I presupposti del costruttivismo e della fenomenologia privano il terapeuta della possibilità di utilizzare i criteri di giusto/sbagliato, vero/falso rispetto ai modi di sentire/pensare/agire del paziente e rendono improponibile l’idea che si possano offrire significati alternativi ”migliori” rispetto a quelli costruiti dal paziente. È quest’ultimo ad essere considerato “l’esperto di se stesso” mentre il terapeuta ha il compito di accompagnarlo alla scoperta di sé.
Verso un nuovo stato di equilibrio. I sintomi hanno un senso e una funzione
Il processo terapeutico si propone di promuovere un cambiamento accompagnando la persona nel conseguimento di un nuovo stato di equilibrio che non si limiti a una riduzione/eliminazione dei sintomi ma che coinvolga il modo di percepire se stessi e la propria relazione con gli altri.

### Dati forniti
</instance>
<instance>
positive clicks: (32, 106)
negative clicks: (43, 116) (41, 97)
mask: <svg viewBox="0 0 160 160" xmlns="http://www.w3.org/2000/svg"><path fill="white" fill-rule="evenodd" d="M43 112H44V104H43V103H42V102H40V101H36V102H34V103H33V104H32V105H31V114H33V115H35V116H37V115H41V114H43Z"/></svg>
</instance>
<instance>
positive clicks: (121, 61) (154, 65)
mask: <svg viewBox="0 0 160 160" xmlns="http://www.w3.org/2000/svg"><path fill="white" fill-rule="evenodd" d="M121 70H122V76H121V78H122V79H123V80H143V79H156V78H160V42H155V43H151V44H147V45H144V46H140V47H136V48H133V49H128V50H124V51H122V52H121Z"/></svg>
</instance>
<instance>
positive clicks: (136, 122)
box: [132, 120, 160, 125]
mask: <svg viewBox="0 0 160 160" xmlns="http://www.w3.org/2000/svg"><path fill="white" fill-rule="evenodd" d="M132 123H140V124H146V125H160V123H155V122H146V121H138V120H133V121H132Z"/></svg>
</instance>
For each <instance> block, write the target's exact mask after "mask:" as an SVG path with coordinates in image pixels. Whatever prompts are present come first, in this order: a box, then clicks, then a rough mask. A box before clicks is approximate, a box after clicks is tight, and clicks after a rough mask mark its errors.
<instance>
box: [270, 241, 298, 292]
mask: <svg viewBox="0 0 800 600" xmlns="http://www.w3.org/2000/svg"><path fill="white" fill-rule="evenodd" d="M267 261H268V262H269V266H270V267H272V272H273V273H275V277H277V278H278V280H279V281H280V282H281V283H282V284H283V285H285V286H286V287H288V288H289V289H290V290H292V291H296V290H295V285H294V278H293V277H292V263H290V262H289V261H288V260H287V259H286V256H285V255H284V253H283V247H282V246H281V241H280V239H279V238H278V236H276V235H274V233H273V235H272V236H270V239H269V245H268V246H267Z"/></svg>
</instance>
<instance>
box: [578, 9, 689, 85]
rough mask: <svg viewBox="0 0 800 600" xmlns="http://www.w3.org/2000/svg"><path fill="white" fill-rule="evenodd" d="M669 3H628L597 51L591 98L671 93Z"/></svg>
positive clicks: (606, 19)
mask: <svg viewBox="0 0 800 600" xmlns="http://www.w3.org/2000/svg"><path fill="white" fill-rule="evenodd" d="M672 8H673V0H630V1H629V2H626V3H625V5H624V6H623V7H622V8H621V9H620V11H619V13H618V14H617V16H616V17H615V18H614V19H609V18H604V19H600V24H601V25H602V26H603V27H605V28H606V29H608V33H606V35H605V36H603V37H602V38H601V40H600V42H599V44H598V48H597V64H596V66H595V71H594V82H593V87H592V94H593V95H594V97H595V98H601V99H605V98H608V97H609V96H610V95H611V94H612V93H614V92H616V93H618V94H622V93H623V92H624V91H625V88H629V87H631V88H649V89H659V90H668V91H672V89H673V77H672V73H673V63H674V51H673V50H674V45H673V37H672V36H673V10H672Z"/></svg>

### Consegna
Riprendi il testo sul processo terapeutico secondo costruttivismo e fenomenologia e proseguilo dopo la sua ultima frase.

### La tua risposta
Il fatto di non considerare il sintomo un “bersaglio diretto” del lavoro terapeutico deriva non soltanto dall’idea che un cambiamento esclusivamente sintomatico sia a rischio di non mantenersi nel tempo, ma soprattutto che la sintomatologia – pur nella sofferenza che comporta – svolga una funzione positiva e protettiva per l’equilibrio del sistema individuale e che rappresenti la modalità “migliore” che la persona è riuscita a costruire per mantenere integro il senso della propria identità.
La riduzione dei sintomi si verifica, in tempi decisamente più brevi dell’intero percorso terapeutico, già con i primi cambiamenti dell’equilibrio del sistema, in relazione a un minor bisogno della loro funzione protettiva.
La centralità della comprensione nel processo terapeutico
Per la valutazione clinica, il primo obiettivo del terapeuta è comprendere olisticamente il mondo dell’altro nella sua complessità e particolarità, così da poter giungere a quella che viene definita la “costruzione professionale” del paziente: un’immagine ”ritagliata sulla persona”, senza ricorrere a etichette nosografiche, del modo in cui essa attribuisce significato a se stessa e alle proprie esperienze del presente, come effetto ricorsivo dell’insieme delle esperienze della sua storia passata. Un’immagine ipotetica, da considerare sempre approssimativa e preliminare, utile al terapeuta per spiegarsi i processi di genesi e mantenimento del disturbo e per farsi un’idea sul modo migliore di porsi nella relazione col paziente, fin dai primi momenti, in funzione dei suoi bisogni e delle sue potenzialità di cambiamento.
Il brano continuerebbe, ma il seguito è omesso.